### The task
Return the passage in the article about North Carolina's sexual assault kit grant starting at "N.C. Attorney General" and ending at "more sexual assault kits.", copied word for word.

N.C. Attorney General Josh Stein announced Thursday that the state will receive a $2 million federal grant for testing and tracking sexual assault kits.
At the end of 2017, there were 15,160 untested sexual assault kits in North Carolina.
“Testing sexual assault kits is essential to public safety because it allows us to solve crimes, to bring justice to victims, to punish offenders and to prevent future sexual assaults,” Stein said on Thursday.
Laura Brewer, Stein’s communications director, said that the N.C. Department of Justice applied for a grant in April from the Justice Assistance section of the U.S. Department of Justice bureau in hopes of being able to test more sexual assault kits.
Approximately $1 million of the grant will be used to test 1,400 kits from the backlog. The rest of the grant will be used to ensure that all kits have the new tracking system to train law enforcement to use a victim-based approach in sexual assault cases and to increase searches for matches in the FBI’s Combined DNA Index System database, CODIS.
“Testing these older kits will send a powerful message to victims, to advocates, to law enforcement and to perpetrators, North Carolina will do everything we can to bring justice in sexual assault crimes,” Stein said.
This new tracking system for sexual assault kits went into effect on Oct. 1. Each kit — old and new — will have a unique barcode entered into the tracking system log by a medical provider. This allows defense lawyers, prosecutors, law enforcement and the victims to know the status of their kit at any time throughout the process.
Since the tracking system went into effect, 587 kits have been submitted and 10 of those have found DNA matches.
The system was developed in Idaho and is being used in some form in Arkansas and Montana. Neither the victim's nor the offender's personal information is accessible in the tracking system, protecting it from security breaches.

### Entries supplied
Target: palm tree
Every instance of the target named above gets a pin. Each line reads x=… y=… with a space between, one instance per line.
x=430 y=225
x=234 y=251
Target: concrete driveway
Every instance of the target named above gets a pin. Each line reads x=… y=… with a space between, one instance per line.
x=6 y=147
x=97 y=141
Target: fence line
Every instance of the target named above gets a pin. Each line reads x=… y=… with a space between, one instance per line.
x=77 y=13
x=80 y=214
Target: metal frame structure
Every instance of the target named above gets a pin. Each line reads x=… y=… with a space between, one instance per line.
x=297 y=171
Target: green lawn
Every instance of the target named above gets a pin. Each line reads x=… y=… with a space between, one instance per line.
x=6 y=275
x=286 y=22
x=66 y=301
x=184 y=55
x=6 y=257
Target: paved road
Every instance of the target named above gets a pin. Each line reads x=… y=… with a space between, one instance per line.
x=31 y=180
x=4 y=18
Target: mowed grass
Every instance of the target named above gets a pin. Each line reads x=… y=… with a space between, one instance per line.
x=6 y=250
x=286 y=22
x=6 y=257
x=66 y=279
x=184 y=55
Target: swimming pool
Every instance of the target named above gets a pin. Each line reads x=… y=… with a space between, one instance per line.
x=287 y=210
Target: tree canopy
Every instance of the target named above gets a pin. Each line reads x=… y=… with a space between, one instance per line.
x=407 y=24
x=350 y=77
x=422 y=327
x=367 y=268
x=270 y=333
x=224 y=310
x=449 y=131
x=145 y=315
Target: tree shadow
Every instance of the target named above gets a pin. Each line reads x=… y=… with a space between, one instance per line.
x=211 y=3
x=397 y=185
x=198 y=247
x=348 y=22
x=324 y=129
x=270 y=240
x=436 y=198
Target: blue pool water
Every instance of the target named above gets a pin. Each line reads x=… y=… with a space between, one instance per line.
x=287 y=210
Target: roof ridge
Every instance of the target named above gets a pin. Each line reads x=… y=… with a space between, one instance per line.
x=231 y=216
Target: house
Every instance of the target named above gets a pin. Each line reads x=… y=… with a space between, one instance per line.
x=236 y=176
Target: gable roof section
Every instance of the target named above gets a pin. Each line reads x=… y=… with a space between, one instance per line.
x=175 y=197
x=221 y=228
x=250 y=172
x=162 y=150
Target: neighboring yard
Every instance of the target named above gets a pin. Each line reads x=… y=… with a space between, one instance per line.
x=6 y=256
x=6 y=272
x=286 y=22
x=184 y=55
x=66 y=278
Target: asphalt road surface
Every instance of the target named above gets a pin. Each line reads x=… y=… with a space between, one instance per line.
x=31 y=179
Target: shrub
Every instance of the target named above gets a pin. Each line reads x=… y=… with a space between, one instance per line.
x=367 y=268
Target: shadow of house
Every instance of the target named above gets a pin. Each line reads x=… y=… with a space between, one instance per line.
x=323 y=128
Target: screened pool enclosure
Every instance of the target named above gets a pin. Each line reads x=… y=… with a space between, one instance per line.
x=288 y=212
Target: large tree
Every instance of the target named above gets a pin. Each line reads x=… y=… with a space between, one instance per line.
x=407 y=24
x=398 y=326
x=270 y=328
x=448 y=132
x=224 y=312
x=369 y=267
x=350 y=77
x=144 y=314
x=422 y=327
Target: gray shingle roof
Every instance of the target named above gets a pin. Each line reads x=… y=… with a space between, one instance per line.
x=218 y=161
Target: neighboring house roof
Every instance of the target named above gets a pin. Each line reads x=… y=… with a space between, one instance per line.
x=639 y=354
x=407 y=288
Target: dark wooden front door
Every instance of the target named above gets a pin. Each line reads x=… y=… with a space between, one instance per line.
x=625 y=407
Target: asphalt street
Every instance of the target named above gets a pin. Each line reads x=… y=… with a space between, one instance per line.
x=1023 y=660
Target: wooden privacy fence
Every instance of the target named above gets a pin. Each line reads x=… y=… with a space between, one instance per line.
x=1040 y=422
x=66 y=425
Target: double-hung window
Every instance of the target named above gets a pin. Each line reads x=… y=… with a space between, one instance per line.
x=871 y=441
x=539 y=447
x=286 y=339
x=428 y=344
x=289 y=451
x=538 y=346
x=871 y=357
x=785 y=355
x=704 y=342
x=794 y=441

### Finished task
N.C. Attorney General Josh Stein announced Thursday that the state will receive a $2 million federal grant for testing and tracking sexual assault kits.
At the end of 2017, there were 15,160 untested sexual assault kits in North Carolina.
“Testing sexual assault kits is essential to public safety because it allows us to solve crimes, to bring justice to victims, to punish offenders and to prevent future sexual assaults,” Stein said on Thursday.
Laura Brewer, Stein’s communications director, said that the N.C. Department of Justice applied for a grant in April from the Justice Assistance section of the U.S. Department of Justice bureau in hopes of being able to test more sexual assault kits.